Convert every line of the rows below into a numbered list, skipping blank lines. Leave out the pictures.

════

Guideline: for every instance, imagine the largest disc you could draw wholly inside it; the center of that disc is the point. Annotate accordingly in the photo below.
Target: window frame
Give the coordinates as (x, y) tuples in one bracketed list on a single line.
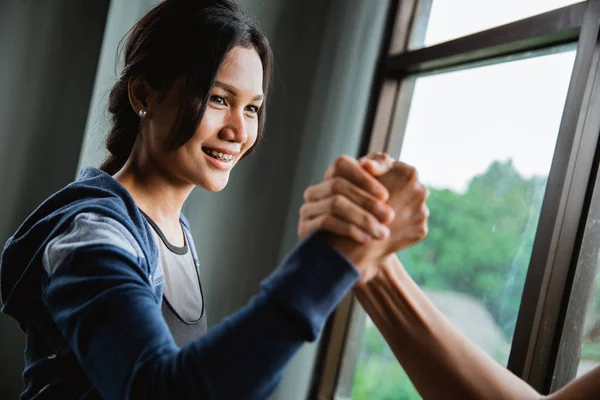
[(560, 279)]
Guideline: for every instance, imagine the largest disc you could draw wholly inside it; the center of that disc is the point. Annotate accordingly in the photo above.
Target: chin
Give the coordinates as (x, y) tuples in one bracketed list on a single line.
[(213, 184)]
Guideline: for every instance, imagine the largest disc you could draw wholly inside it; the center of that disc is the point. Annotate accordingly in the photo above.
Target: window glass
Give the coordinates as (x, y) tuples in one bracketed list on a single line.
[(451, 19), (482, 140)]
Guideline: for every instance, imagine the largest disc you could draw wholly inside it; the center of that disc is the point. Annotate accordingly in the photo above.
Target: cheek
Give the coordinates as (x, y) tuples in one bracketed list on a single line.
[(252, 131), (210, 125)]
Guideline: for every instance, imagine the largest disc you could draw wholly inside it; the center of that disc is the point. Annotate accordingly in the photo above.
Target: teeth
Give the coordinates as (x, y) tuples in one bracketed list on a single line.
[(220, 156)]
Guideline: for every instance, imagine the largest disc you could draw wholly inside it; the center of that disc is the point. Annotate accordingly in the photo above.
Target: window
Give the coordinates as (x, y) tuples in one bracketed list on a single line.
[(503, 126), (451, 19), (482, 140)]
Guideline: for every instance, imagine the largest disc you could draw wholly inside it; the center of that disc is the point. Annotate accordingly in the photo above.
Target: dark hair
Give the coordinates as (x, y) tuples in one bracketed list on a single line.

════

> **EXERCISE SOLUTION**:
1. Guideline: for every instance, imagine the largest disc you could draw wholly inside it; the center of that disc is the point. Annotate accordingly in the photo below.
2. Target: window frame
3. Give the coordinates as (x, y) tuples in one bracketed list on a single line.
4. [(560, 279)]
5. Guideline: for every instance, imagine the largest disc you could draw wholly inside it; the center of that disc is the point. Annotate accordingly in the photo above.
6. Target: chin
7. Give the coordinates as (x, y) tuples in one bracketed list on a single line.
8. [(213, 184)]
9. Guideline: for every instance, imagine the largest disc you could draw wholly inside it; the center of that disc is the point. Annotate accordingly in the photo above.
10. Target: window glass
11. Give the coordinates as (x, y) tuples in one bracketed list on a single line.
12. [(451, 19), (482, 140)]
13. Guideline: for every instance, imagine the largest disc you could draw wholly inside it; the center of that disc is the point. Annotate accordingly in the photo above.
14. Target: cheek
15. Give the coordinates as (x, y) tuples in one bracketed list on a single line.
16. [(252, 131), (210, 125)]
17. Guideline: for every instance, imagine the largest disc you could draw wholly inside it; the center of that disc is the point. Annotate accordingly in the photo above.
18. Target: teeth
19. Give the coordinates as (x, y) tuples in one bracketed list on a single line.
20. [(220, 156)]
21. Guideline: for every instance, imagine the largest disc you could draw wholly inside it; the center of that disc is the point. Annotate accordingly in the photo above.
22. Target: window
23. Give the coordinates as (x, y) tuples in one bracketed list on a single line.
24. [(503, 126), (451, 19), (482, 140)]
25. Guideline: for every instance, imagine the largest disc you could draw wholly inside it; the center of that disc is the point. Annotate accordingly in the photo above.
26. Target: dark hair
27. Give the coordinates as (x, y) tuples in one bracketed list on a single line.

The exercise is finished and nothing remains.